10 April 2010

Bumblebees

Image: Andy Potter

Spreading along the base of the house wall is a large and old-established clump of Aubrieta, making a mass of small, purplish-lavender flowers. Because the wall is sheltered and faces south, the flowers always come out early and attract any bees that may be in the vicinity.

At lunchtime, when the sun was especially warm, a bumblebee was clambering from flower to flower, taking nectar and pollen. It was a large bee, a queen, with long, silky and luxuriant fur, black except for the buff collar, belt, and tail. Close inspection revealed that the hairy “pollen baskets” on the hind legs were not being filled. Instead she was feeding directly, as if stoking up after a long winter spent underground.

Although a few individuals of some species break their hibernation as early as February if the weather is mild, most emerge in April or early May. Like the smaller honey-bee, the bumblebee is a social insect and nests in colonies. Unlike the honey-bee, though, no worker bumblebees survive the winter. When she emerges in spring, the queen bumblebee must found a new colony from scratch.

Many of the really common species nest underground. Once she has replenished her reserves of fat, the queen searches for a likely site. Often an old mouse- or vole-nest will be taken over, and the bedding left by the previous occupants is rearranged according to her taste, forming a hollow chamber about the size of a fist, lined with the finest of the nest material.

Insects are cold-blooded, but bumblebees are able to generate heat, both by changes in body chemistry and by a muscular movement rather like shivering. During and just after nest-building, the queen becomes “broody” and her body temperature rises. She may sit in the nest chamber for long periods before the eggs are laid, and her body warmth removes any trace of dampness from the bedding.

Once the chamber is ready, she goes out foraging for nectar, which she brings back in her crop. Some of this is smeared on the inside walls of the chamber, helping to consolidate the nest material, and serving also as an emergency supply of food in the event of bad weather.

The eggs of a bumblebee are white and sausage-shaped and about two millimetres long. They develop in eight tubes which arise from the two ovaries, so that, in some species, only eight eggs are laid at a time; others may lay sixteen.

During her foraging the queen also brings back pollen, which she moulds into a lump in the centre of the chamber. The eggs are laid in this pollen, and then covered with the wax which she secretes from glands in her abdomen. The wax canopy extends to the floor of the chamber, helping to hold the egg-clump in place. The queen sits on top of the clump, using her body-heat to brood it.

Wax is also used to make a special pot for holding a reserve of nectar. The pot is usually placed near the entrance, so that the queen, while she is brooding, can extend her tongue to feed. She faces the entrance as she broods so that she can repel intruders – predators, other queens who may want to take over the nest, or queens of the cuckoo-bumblebees which will destroy her own brood and put another in its place.
━━━
WORK REQUEST A:
According to the text on bumblebees, how long is a bumblebee egg?
WORK REQUEST B:
Please continue the text on bumblebees from its final sentence.

RAW DATA:
━━━
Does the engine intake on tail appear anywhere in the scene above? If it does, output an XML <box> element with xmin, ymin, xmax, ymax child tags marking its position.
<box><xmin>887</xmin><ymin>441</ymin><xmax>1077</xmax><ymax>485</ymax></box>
━━━
EXPECTED ANSWER A:
About two millimeters long.

EXPECTED ANSWER B:
The eggs hatch after about five days. The grubs feed on the pollen in the clump, which the queen now replenishes with further foraging trips. She must not spend too long away from the nest at this period, or the temperature of the clump will fall and development of the brood may be retarded. If the temperature drops below 10°C they may even die.

The grubs turn into pupae, spinning papery cocoons for themselves. At this stage the queen scrapes most of the wax from the clump and constructs a new layer or row of cells in which the next batch of eggs is laid.

The pupal stage lasts about a fortnight. About five weeks after the first eggs were laid, the first generation of young bees emerges. These then become the first workers, helping with the care of the later broods. The workers are always females, which are produced as a result of sexual reproduction. The males, or drones, are produced from eggs which are not fertilized. They are born towards the end of the life of the colony, and play no part in foraging or nest-maintenance.

At about this time the new generation of queens is also raised. Queens differ from ordinary females only in the care that they receive in their early stage, being supplied with very much more food than a developing worker.

The males leave the nest almost as soon as they are able to fly, and spend an idyllic, if short, existence, lazing about on flowers, needing to feed only themselves, and engaging in elaborate ceremonial flights designed to attract a mate. When the young queens emerge from the nest, they locate the males at visiting-places which are usually marked by scent and may have been used for the purpose by generations of bees. Most females will mate only once, and then, a supply of sperm stored in their bodies, seek out places in which to spend the winter months.

Meanwhile the workers of the old colony gradually die out – foraging is a dangerous business, with many casualties – and, by the onset of autumn, the queen herself, exhausted after all her efforts, is also dead. The first frosts kill off any stragglers, leaving only the young queens to carry on the species.

And now, after a winter spent in suspended animation, they are groggily emerging, like the queen feeding on the Aubrieta by the wall. Soon she will have to find a nest, and then it will begin all over again.